- [SELECTED EXCERPT]:
..........

Categories
Georgia ReportNews

Politicians Are Only Human; Will Voters Forgive Them?


Rep. Allen Peake (R-Macon) is a politician who’s had a lot of things going his way. He’s a popular legislator who worked successfully to legalize medical cannabis as a means to ease the suffering of chronically ill children. He is the chairman of a blue-ribbon commission exploring the possibility of cultivating marijuana in-state so that people who need cannabis oil for medical treatments can more easily obtain it. He was exploring the possibility of running for lieutenant governor in 2018.

Those political plans will be reassessed, however, after the recent disclosure that Peake once had an account with the Ashley Madison website, which helps married people have extramarital affairs. After hackers stole data about Ashley Madison clients and posted the information online, Peake sent an email to friends and family members explaining his situation. The email soon leaked to the media.

“Several years ago,” he wrote, “I was on this site during a very difficult period in my marriage. It was stupid and I was an idiot for going on there. Two-and-a-half years ago I told her [his wife] about every detail of my involvement on this site.”

Peake said he and his wife have been able to save their marriage. He will decide by early next year whether to run for another term in office.

The incident is another reminder that elected officials are human beings, just as susceptible to temptation as anyone else. Sometimes the voters can be very forgiving. Sometimes they are not.

When Mike Bowers ran for the Republican nomination for governor in 1998, he acknowledged having a long-term affair with his secretary. Voters in the GOP primary chose Guy Millner over Bowers as the nominee.

Glenn Richardson, the first modern-day Republican to serve as speaker of the Georgia House, was ruined in 2009 when his former wife told a TV reporter that Richardson had an affair with a lobbyist. Richardson was forced to give up the speaker’s job and resigned from the legislature. When he tried for a comeback, he finished third, with less than 15 percent of the vote.

Two other legislators, by contrast, didn’t suffer any political damage from an embarrassing lawsuit their bank filed against them. Tom Graves, who was then a member of the Georgia House, and state Sen. Chip Rogers borrowed $2.25 million in 2009 from the Bartow County Bank to purchase and renovate a dilapidated motel in North Georgia that had the nickname of the “Methamphetamine Six.” Their business project did not go well, however, and in 2010 the bank sued both of them for allegedly defaulting on the loan. The Bartow County Bank subsequently collapsed and was closed by regulators. The bank chairman later told a reporter that the money loaned to Graves and Rogers “was one of the larger loans, and it contributed significantly [to the bank’s failure].”

The media coverage of this financial controversy did not end the political careers of either legislator, however. Rogers was reelected to the Georgia Senate (though he later resigned for unrelated reasons), and Graves won a special election for a congressional seat that he still holds.  

Peake is a very likable person who has accomplished some positive things for Georgians in the political arena. If he should decide he wants to continue in politics, perhaps the voters will agree to let him stay. It has happened before.

..........

- [WORK REQUEST A]: In the article about politicians and voter forgiveness, which website did Allen Peake once have an account with?
- [WORK REQUEST B]: Rewrite the passage of the article about politicians and voter forgiveness starting at "The incident is" and ending at "they are not.", putting "pressure" in place of "temptation".
The rows that follow have nothing to do with the article about politicians and voter forgiveness.

..........

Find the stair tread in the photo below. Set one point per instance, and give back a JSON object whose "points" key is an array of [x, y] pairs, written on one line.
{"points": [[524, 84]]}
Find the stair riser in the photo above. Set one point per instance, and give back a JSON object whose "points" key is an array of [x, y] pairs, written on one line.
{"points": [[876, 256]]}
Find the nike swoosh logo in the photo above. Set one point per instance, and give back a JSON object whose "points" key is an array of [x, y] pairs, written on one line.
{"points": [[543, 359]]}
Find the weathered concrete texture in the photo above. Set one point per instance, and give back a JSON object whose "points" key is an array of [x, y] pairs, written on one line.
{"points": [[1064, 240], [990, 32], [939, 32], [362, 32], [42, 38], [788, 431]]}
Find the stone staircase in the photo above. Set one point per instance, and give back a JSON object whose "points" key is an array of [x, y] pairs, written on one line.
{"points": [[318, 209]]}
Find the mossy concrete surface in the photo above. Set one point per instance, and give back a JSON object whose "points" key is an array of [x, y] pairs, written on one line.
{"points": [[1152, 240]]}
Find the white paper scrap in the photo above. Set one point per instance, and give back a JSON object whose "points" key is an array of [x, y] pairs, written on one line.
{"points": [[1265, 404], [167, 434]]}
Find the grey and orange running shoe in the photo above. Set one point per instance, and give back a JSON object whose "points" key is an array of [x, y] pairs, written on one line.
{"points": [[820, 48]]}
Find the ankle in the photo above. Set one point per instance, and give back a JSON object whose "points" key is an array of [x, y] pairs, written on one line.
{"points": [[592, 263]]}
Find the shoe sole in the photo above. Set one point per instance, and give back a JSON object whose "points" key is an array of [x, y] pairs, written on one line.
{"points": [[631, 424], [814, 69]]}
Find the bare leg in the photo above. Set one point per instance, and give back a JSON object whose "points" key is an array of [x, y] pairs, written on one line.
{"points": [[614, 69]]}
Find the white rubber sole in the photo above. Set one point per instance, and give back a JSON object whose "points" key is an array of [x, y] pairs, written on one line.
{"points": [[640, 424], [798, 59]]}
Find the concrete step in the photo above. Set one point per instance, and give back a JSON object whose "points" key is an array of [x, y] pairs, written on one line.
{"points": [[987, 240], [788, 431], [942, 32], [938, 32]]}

..........

- [EXPECTED OUTPUT A]: The Ashley Madison website.

- [EXPECTED OUTPUT B]:
The incident is another reminder that elected officials are human beings, just as susceptible to pressure as anyone else. Sometimes the voters can be very forgiving. Sometimes they are not.